Supplied entries START

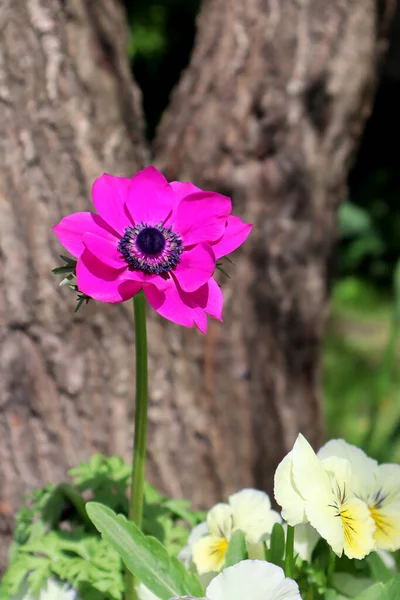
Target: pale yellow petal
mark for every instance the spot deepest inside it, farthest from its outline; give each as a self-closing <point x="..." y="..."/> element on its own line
<point x="209" y="553"/>
<point x="341" y="476"/>
<point x="387" y="533"/>
<point x="220" y="520"/>
<point x="359" y="528"/>
<point x="363" y="467"/>
<point x="384" y="504"/>
<point x="252" y="514"/>
<point x="286" y="493"/>
<point x="309" y="475"/>
<point x="305" y="540"/>
<point x="323" y="514"/>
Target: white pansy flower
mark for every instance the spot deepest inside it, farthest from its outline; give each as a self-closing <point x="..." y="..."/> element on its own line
<point x="248" y="510"/>
<point x="377" y="485"/>
<point x="252" y="580"/>
<point x="53" y="590"/>
<point x="321" y="492"/>
<point x="305" y="540"/>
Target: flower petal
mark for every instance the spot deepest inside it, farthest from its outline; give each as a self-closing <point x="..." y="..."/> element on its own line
<point x="384" y="506"/>
<point x="252" y="514"/>
<point x="305" y="540"/>
<point x="287" y="494"/>
<point x="363" y="467"/>
<point x="195" y="268"/>
<point x="215" y="300"/>
<point x="209" y="553"/>
<point x="150" y="198"/>
<point x="236" y="232"/>
<point x="309" y="475"/>
<point x="71" y="229"/>
<point x="220" y="520"/>
<point x="105" y="250"/>
<point x="253" y="580"/>
<point x="109" y="194"/>
<point x="102" y="282"/>
<point x="201" y="217"/>
<point x="176" y="305"/>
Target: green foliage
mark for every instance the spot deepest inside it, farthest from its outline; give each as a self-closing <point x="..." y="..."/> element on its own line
<point x="276" y="551"/>
<point x="86" y="562"/>
<point x="361" y="382"/>
<point x="54" y="536"/>
<point x="144" y="556"/>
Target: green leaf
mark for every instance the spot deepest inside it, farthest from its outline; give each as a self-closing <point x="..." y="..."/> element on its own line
<point x="353" y="220"/>
<point x="373" y="593"/>
<point x="379" y="570"/>
<point x="236" y="550"/>
<point x="396" y="284"/>
<point x="391" y="590"/>
<point x="144" y="556"/>
<point x="277" y="545"/>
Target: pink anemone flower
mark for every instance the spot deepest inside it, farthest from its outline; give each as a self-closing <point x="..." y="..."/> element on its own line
<point x="159" y="237"/>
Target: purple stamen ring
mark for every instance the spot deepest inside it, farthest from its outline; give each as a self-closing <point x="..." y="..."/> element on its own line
<point x="151" y="248"/>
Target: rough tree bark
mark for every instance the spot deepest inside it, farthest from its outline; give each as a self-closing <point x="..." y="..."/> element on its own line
<point x="269" y="110"/>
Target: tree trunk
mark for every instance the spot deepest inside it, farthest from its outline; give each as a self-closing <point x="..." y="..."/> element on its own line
<point x="269" y="110"/>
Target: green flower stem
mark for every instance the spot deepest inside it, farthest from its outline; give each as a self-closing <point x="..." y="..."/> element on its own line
<point x="331" y="568"/>
<point x="289" y="552"/>
<point x="139" y="448"/>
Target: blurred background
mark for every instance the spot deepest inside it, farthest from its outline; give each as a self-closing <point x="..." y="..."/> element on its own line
<point x="362" y="351"/>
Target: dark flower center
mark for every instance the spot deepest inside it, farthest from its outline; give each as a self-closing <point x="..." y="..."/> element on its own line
<point x="150" y="241"/>
<point x="151" y="248"/>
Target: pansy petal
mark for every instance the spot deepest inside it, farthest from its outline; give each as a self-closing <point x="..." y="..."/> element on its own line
<point x="209" y="553"/>
<point x="105" y="250"/>
<point x="305" y="540"/>
<point x="287" y="494"/>
<point x="102" y="282"/>
<point x="195" y="268"/>
<point x="220" y="520"/>
<point x="253" y="580"/>
<point x="252" y="514"/>
<point x="384" y="505"/>
<point x="363" y="467"/>
<point x="309" y="475"/>
<point x="201" y="217"/>
<point x="109" y="194"/>
<point x="215" y="300"/>
<point x="71" y="229"/>
<point x="236" y="232"/>
<point x="150" y="198"/>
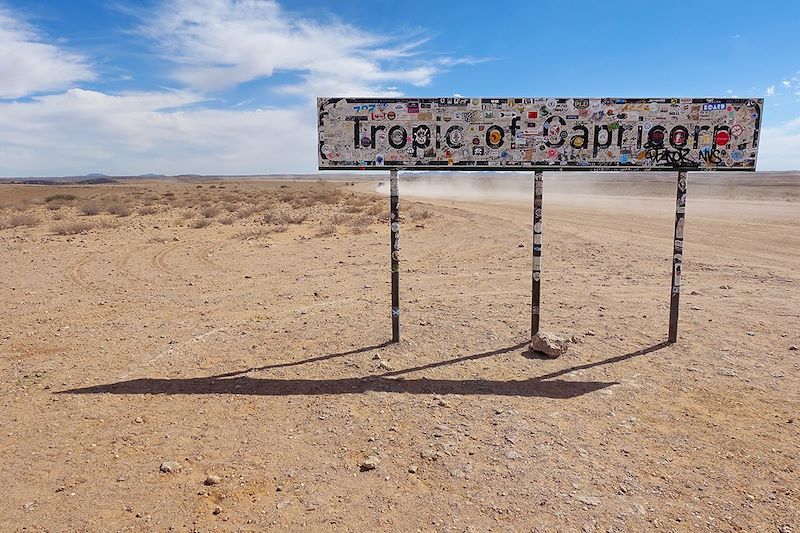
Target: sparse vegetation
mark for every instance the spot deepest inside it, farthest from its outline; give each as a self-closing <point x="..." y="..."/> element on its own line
<point x="20" y="219"/>
<point x="252" y="234"/>
<point x="209" y="211"/>
<point x="118" y="209"/>
<point x="326" y="230"/>
<point x="72" y="227"/>
<point x="62" y="197"/>
<point x="201" y="223"/>
<point x="91" y="208"/>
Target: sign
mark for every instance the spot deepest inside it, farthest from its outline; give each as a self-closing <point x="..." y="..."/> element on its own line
<point x="539" y="133"/>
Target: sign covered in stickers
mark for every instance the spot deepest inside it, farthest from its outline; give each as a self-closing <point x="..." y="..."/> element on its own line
<point x="539" y="133"/>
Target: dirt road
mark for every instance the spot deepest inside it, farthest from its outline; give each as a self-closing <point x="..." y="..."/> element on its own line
<point x="256" y="351"/>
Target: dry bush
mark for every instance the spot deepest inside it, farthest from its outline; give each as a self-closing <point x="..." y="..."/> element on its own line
<point x="291" y="218"/>
<point x="338" y="219"/>
<point x="209" y="211"/>
<point x="20" y="219"/>
<point x="247" y="211"/>
<point x="419" y="214"/>
<point x="326" y="230"/>
<point x="63" y="197"/>
<point x="348" y="208"/>
<point x="361" y="224"/>
<point x="119" y="209"/>
<point x="376" y="209"/>
<point x="72" y="228"/>
<point x="253" y="234"/>
<point x="201" y="223"/>
<point x="91" y="207"/>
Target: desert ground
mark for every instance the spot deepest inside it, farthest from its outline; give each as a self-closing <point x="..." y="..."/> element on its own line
<point x="235" y="334"/>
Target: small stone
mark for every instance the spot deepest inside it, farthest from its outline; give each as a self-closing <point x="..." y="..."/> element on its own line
<point x="429" y="454"/>
<point x="588" y="500"/>
<point x="211" y="479"/>
<point x="370" y="463"/>
<point x="170" y="467"/>
<point x="550" y="344"/>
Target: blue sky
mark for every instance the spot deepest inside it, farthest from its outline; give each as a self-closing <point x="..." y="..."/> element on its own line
<point x="227" y="86"/>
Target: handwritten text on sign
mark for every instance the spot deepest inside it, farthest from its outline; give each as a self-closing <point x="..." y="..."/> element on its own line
<point x="525" y="133"/>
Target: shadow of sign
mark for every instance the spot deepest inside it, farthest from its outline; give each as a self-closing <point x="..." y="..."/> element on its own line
<point x="238" y="383"/>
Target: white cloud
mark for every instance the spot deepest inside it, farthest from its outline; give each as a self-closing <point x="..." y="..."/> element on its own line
<point x="28" y="65"/>
<point x="779" y="148"/>
<point x="218" y="44"/>
<point x="82" y="131"/>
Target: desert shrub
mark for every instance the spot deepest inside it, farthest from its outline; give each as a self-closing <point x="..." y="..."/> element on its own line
<point x="291" y="218"/>
<point x="419" y="214"/>
<point x="326" y="230"/>
<point x="338" y="219"/>
<point x="247" y="211"/>
<point x="352" y="208"/>
<point x="91" y="207"/>
<point x="19" y="219"/>
<point x="61" y="197"/>
<point x="118" y="209"/>
<point x="72" y="228"/>
<point x="360" y="224"/>
<point x="253" y="234"/>
<point x="201" y="223"/>
<point x="376" y="209"/>
<point x="209" y="211"/>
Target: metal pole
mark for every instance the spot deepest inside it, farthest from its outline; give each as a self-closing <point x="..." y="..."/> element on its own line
<point x="677" y="256"/>
<point x="394" y="222"/>
<point x="537" y="252"/>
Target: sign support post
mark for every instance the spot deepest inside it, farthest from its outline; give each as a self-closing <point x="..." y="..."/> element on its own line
<point x="394" y="225"/>
<point x="536" y="274"/>
<point x="677" y="255"/>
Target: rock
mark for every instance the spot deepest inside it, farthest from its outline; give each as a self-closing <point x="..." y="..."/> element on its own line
<point x="370" y="463"/>
<point x="211" y="479"/>
<point x="588" y="500"/>
<point x="550" y="344"/>
<point x="429" y="454"/>
<point x="170" y="467"/>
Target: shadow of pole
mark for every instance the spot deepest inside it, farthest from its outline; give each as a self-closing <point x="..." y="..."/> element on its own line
<point x="237" y="383"/>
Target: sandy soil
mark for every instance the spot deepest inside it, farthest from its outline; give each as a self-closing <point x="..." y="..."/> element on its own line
<point x="255" y="349"/>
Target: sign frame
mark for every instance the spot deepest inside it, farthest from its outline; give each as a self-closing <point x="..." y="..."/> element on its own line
<point x="714" y="104"/>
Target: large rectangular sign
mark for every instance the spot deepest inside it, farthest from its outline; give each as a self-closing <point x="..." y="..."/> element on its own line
<point x="539" y="133"/>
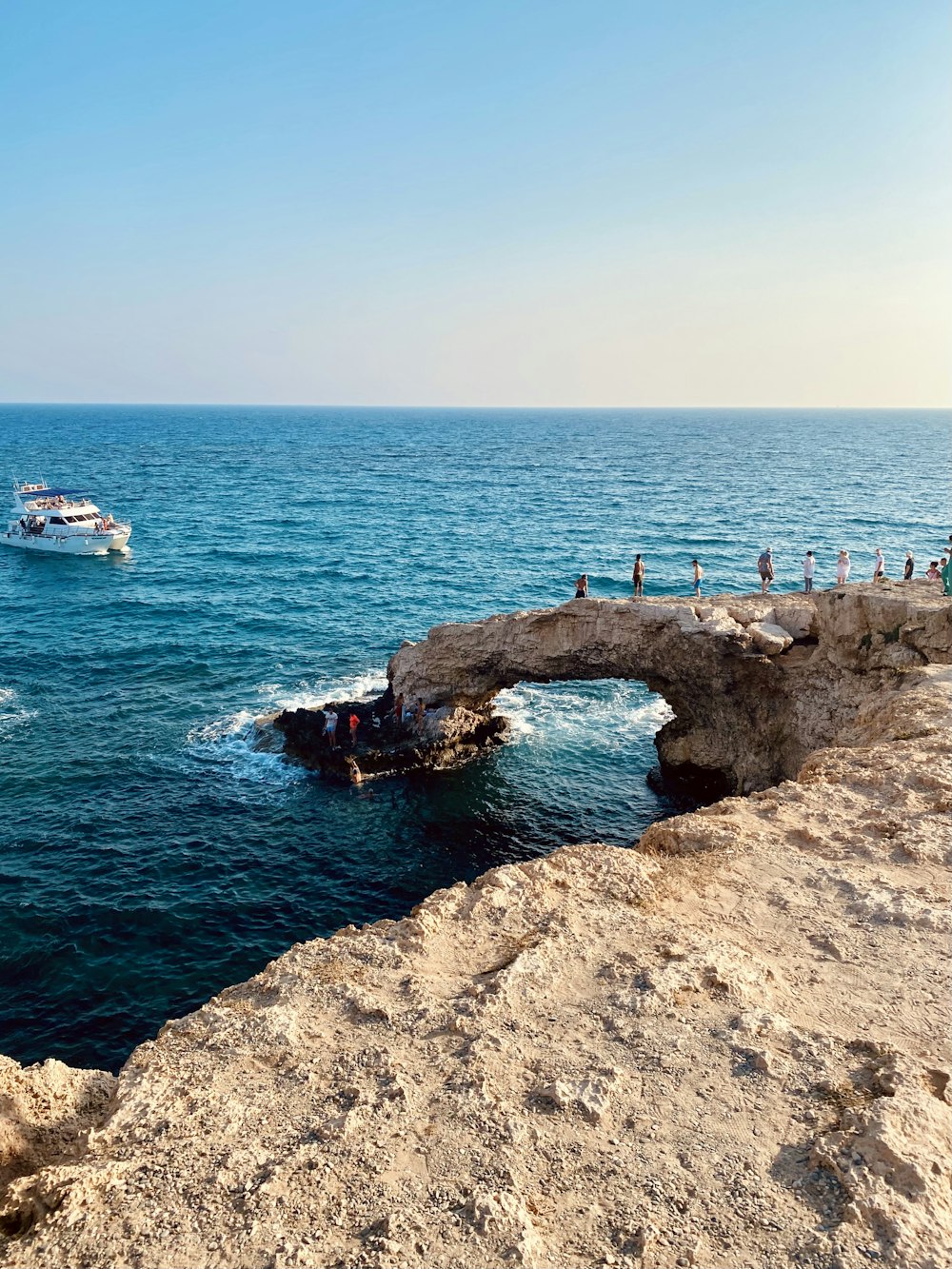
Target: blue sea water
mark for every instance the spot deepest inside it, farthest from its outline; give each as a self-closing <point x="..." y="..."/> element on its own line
<point x="149" y="857"/>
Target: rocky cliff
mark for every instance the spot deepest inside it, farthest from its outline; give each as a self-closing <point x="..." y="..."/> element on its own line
<point x="756" y="682"/>
<point x="724" y="1048"/>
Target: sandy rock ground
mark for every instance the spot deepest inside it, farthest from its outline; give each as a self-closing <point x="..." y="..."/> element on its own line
<point x="727" y="1047"/>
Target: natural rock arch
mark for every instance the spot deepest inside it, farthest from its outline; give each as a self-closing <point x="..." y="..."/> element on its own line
<point x="756" y="683"/>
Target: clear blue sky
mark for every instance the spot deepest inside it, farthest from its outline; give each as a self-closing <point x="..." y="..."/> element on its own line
<point x="536" y="202"/>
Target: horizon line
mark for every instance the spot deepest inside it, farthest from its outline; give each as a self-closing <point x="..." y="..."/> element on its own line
<point x="341" y="405"/>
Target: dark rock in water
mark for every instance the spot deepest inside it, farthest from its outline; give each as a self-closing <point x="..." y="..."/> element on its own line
<point x="688" y="785"/>
<point x="385" y="745"/>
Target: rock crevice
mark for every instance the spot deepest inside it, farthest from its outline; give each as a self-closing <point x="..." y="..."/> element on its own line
<point x="756" y="683"/>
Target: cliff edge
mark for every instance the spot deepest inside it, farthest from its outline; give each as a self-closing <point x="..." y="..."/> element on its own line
<point x="724" y="1048"/>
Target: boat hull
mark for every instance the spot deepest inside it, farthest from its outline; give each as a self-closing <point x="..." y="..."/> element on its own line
<point x="98" y="544"/>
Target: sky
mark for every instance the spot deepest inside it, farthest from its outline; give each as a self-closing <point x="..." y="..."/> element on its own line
<point x="474" y="202"/>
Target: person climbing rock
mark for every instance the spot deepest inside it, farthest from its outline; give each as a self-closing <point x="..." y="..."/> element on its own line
<point x="764" y="566"/>
<point x="638" y="576"/>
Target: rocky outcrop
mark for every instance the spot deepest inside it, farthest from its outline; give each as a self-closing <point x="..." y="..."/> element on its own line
<point x="384" y="745"/>
<point x="756" y="683"/>
<point x="724" y="1048"/>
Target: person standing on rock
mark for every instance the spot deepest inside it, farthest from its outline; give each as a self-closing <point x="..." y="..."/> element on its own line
<point x="764" y="566"/>
<point x="809" y="570"/>
<point x="638" y="576"/>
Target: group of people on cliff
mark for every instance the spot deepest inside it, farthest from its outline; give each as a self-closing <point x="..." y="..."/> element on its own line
<point x="940" y="570"/>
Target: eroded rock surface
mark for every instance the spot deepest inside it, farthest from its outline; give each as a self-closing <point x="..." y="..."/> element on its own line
<point x="756" y="682"/>
<point x="725" y="1048"/>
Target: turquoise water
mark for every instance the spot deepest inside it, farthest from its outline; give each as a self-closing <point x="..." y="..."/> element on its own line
<point x="150" y="857"/>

Supplied entries END

→ Exercise
Please quote exactly the run of lines that starts the entries and ends at the line containing "Target: white pansy flower", leaving out every picture.

→ Reply to the task
Target: pale yellow petal
mark for every instance the spot deepest inside it, farthest from its outline; give each as a self-closing <point x="..." y="..."/> element on its own line
<point x="209" y="553"/>
<point x="341" y="476"/>
<point x="387" y="533"/>
<point x="220" y="520"/>
<point x="359" y="528"/>
<point x="363" y="467"/>
<point x="384" y="504"/>
<point x="252" y="514"/>
<point x="286" y="493"/>
<point x="309" y="475"/>
<point x="305" y="540"/>
<point x="323" y="514"/>
Target: white pansy flower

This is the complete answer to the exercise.